═══ Study material

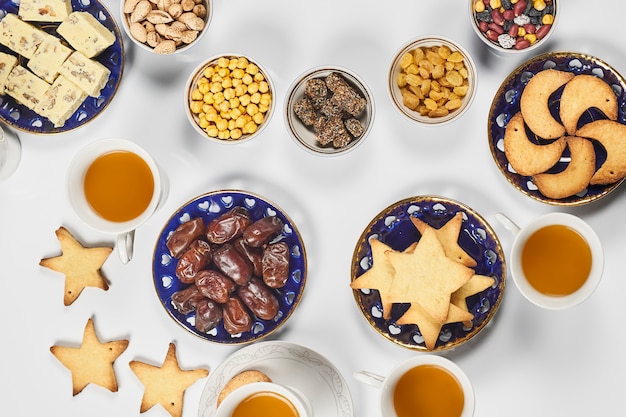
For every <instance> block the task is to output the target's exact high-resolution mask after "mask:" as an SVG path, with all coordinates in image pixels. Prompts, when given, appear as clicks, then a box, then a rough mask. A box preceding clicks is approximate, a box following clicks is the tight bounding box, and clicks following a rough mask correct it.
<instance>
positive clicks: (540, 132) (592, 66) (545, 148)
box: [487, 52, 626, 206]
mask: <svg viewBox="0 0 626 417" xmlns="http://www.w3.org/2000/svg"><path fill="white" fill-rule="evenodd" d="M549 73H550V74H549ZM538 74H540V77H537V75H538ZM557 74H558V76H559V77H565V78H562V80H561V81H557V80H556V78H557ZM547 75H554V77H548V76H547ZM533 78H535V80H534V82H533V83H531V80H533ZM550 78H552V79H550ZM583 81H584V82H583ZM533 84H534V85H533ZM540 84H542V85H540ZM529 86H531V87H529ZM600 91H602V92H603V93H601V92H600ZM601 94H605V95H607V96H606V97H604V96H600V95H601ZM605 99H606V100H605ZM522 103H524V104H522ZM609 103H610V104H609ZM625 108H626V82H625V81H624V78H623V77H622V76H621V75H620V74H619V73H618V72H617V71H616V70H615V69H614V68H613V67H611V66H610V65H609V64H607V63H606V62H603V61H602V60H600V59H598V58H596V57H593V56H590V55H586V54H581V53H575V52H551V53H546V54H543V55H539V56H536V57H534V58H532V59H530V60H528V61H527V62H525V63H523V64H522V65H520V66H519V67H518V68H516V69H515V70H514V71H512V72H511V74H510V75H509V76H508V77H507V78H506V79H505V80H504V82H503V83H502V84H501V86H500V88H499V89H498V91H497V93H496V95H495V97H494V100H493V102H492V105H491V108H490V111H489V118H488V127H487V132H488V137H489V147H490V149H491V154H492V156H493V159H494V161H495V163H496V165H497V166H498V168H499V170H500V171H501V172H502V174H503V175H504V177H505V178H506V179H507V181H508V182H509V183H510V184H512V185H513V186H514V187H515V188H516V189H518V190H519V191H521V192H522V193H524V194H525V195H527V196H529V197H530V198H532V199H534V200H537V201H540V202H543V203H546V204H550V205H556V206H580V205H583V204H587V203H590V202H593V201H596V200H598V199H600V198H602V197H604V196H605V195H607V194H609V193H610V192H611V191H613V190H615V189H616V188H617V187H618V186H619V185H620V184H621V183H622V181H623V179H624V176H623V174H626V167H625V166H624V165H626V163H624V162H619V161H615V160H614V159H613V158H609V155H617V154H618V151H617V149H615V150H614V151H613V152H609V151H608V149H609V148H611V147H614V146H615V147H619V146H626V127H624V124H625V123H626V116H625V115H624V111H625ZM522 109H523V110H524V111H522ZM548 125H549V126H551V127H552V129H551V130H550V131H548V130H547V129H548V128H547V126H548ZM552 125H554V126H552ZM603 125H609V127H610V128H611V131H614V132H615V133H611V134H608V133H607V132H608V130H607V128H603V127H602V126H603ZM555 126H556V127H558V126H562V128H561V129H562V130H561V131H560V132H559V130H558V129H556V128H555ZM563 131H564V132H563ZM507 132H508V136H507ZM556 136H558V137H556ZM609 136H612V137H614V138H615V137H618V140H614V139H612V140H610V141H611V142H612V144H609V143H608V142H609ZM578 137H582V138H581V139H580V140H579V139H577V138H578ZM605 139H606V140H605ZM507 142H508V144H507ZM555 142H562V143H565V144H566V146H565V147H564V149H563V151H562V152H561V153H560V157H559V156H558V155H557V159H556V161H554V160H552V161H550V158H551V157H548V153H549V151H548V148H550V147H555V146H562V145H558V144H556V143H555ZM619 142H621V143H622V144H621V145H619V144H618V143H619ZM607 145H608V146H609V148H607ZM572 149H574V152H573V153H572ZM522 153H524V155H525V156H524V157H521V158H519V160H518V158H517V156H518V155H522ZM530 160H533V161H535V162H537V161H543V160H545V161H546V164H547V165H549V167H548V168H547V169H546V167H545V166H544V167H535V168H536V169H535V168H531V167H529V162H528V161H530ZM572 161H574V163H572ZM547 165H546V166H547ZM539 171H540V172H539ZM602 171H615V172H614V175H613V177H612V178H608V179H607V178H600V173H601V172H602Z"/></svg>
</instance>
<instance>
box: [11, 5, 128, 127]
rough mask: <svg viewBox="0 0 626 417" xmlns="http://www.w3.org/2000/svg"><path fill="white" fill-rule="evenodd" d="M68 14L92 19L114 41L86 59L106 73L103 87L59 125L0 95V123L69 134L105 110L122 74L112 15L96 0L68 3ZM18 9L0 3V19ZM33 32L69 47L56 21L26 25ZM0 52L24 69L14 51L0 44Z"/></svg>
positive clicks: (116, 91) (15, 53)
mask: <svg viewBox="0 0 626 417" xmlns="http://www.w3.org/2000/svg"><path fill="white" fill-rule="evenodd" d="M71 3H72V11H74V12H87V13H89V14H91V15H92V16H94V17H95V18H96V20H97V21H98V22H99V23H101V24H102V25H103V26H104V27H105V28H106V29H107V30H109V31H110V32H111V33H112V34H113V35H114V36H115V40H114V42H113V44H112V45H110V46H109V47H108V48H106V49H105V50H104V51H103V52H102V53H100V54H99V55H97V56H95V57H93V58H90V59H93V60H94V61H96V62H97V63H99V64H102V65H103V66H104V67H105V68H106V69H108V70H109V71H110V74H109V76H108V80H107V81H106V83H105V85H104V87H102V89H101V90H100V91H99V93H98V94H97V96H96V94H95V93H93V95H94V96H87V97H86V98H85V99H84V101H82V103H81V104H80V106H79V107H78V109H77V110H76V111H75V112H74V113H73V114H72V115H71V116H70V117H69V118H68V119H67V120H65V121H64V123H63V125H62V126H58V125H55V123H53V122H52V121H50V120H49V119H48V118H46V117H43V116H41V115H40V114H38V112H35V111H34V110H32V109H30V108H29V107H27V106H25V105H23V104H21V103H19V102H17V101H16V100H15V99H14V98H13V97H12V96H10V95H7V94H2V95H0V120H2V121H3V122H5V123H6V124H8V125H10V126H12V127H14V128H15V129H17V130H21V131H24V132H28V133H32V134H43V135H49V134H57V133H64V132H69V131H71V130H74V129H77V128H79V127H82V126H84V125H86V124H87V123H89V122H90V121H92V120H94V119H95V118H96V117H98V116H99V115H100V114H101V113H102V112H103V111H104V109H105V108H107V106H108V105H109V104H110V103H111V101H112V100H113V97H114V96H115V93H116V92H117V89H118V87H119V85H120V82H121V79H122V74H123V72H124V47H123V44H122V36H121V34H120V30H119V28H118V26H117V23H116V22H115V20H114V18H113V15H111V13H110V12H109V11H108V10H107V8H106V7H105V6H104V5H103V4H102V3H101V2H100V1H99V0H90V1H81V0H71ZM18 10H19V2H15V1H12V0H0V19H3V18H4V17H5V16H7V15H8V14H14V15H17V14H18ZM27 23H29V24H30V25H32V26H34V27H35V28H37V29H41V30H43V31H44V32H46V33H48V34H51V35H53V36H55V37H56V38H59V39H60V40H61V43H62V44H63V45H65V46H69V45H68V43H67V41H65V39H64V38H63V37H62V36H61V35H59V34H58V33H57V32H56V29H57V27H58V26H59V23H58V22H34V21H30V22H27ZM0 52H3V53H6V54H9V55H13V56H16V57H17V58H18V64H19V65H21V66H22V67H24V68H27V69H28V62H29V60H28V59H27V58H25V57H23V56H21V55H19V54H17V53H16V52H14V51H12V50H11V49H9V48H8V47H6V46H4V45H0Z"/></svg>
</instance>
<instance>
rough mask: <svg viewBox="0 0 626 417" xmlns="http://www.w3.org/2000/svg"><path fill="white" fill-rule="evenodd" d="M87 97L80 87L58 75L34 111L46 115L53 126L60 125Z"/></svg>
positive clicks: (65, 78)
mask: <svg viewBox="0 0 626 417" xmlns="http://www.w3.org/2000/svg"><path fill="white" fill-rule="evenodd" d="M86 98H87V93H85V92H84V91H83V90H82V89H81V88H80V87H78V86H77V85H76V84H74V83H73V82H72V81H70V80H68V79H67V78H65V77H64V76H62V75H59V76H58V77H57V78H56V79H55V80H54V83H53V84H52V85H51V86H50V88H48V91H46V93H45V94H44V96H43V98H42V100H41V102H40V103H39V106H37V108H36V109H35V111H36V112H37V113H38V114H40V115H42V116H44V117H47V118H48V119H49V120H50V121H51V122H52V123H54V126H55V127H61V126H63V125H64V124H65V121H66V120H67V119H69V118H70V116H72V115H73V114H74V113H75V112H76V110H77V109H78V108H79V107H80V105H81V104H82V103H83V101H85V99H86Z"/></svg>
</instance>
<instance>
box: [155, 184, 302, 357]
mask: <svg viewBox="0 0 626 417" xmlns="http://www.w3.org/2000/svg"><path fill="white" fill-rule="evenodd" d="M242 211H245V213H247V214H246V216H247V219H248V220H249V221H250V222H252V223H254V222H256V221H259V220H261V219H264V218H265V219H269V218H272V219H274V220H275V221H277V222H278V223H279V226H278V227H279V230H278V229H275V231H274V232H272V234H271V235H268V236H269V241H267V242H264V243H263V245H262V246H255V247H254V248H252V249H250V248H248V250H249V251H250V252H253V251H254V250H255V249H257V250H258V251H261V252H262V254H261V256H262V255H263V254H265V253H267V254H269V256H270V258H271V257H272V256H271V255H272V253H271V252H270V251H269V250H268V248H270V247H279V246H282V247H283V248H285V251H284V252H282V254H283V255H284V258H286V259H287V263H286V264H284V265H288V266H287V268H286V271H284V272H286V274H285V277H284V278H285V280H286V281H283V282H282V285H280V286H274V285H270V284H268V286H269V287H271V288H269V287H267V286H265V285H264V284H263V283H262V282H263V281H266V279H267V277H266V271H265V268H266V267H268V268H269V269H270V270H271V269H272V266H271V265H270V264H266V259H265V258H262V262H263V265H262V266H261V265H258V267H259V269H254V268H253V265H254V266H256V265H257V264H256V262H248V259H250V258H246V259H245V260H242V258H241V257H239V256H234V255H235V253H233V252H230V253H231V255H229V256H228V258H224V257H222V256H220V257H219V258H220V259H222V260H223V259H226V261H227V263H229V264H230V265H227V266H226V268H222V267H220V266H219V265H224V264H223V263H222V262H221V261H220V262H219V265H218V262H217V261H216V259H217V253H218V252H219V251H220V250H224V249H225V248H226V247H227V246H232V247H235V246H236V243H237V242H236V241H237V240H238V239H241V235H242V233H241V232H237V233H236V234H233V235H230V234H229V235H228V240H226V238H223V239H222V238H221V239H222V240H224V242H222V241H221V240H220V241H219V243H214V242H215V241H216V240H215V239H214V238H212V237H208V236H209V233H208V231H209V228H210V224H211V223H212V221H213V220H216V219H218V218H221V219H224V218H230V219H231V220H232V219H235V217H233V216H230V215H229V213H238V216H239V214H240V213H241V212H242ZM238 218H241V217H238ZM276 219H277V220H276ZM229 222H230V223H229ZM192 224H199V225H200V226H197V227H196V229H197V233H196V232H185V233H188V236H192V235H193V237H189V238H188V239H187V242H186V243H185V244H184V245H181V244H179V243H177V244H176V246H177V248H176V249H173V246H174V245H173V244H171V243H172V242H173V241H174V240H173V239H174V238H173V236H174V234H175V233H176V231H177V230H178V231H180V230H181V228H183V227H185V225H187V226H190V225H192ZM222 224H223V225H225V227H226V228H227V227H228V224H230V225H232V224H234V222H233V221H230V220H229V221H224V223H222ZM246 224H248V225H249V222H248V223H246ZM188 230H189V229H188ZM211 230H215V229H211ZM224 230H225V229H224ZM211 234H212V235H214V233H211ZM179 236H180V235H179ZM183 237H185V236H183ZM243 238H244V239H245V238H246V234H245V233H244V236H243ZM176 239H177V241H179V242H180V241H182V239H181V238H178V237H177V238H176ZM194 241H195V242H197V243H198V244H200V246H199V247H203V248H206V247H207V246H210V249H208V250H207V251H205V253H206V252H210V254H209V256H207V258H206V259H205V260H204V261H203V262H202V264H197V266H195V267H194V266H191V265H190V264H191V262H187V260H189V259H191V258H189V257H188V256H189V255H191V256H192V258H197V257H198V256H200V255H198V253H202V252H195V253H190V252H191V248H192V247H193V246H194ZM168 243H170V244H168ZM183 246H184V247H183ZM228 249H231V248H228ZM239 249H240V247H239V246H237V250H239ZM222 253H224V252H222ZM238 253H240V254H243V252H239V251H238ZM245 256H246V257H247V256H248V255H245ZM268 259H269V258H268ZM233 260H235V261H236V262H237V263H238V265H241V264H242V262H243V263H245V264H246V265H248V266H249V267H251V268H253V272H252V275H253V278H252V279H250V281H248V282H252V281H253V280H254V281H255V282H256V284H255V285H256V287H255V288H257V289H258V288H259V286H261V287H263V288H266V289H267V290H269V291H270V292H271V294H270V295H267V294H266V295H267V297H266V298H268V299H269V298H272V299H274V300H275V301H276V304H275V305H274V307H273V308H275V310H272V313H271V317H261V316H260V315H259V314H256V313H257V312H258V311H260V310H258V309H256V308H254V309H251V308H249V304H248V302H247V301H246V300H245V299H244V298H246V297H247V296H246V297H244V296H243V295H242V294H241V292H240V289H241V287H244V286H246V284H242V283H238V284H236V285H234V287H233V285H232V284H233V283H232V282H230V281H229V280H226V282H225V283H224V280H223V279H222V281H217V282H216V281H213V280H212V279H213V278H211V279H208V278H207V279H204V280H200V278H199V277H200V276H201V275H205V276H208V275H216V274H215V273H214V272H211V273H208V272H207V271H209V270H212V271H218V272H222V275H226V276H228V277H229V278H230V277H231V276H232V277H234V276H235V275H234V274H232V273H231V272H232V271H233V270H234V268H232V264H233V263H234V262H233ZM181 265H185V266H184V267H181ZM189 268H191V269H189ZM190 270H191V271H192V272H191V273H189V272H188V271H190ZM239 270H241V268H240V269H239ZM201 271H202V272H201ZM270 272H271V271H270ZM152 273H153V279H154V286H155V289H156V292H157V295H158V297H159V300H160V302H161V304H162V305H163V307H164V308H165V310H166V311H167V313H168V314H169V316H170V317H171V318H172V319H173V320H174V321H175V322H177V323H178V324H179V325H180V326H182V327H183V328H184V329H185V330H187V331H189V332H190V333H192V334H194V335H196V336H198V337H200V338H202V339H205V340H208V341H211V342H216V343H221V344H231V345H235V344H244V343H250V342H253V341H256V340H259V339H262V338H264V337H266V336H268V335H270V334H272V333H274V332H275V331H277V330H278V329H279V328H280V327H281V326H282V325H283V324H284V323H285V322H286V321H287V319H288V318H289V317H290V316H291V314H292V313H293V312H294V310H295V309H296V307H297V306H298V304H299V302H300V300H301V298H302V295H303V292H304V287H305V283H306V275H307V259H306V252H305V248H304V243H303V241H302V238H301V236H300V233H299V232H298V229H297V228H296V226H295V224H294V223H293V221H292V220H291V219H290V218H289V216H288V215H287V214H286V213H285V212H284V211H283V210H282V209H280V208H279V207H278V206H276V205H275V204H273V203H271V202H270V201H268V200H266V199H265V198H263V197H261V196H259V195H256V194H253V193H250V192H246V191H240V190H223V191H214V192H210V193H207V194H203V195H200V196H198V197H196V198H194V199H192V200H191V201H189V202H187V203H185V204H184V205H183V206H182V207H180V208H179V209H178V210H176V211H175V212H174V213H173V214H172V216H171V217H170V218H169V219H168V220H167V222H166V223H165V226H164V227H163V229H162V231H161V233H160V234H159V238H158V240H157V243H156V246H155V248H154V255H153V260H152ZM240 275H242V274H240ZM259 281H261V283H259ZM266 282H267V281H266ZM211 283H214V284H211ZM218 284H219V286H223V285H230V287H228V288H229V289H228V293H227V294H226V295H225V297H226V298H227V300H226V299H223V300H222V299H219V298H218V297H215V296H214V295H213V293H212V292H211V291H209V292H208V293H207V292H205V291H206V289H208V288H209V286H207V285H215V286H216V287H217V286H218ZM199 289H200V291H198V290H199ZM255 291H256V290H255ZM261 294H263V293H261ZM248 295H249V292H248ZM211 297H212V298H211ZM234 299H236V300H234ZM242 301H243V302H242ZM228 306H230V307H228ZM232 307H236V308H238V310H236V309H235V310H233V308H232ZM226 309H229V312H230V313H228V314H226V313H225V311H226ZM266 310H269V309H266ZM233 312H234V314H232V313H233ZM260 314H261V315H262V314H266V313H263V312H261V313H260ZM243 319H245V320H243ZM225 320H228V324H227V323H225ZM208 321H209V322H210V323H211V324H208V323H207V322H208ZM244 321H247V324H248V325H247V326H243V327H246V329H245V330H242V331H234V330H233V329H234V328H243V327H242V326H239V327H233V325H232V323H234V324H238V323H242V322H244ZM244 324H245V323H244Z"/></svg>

══════

**Your instructions:** In the answer, include exactly the lines from the top of the entries through the line containing "positive clicks: (540, 132)", and nothing else, not even the pictures.

**Worked solution:**
For every <instance> block the task is to output the target's exact high-resolution mask after "mask:" as an SVG path, with all coordinates in image pixels. Prompts, when given, appear as clicks, then a box, then a rough mask. A box preceding clicks is approximate, a box following clicks is the tight bounding box, and clicks following a rough mask correct it.
<instance>
positive clicks: (540, 132) (592, 66) (545, 148)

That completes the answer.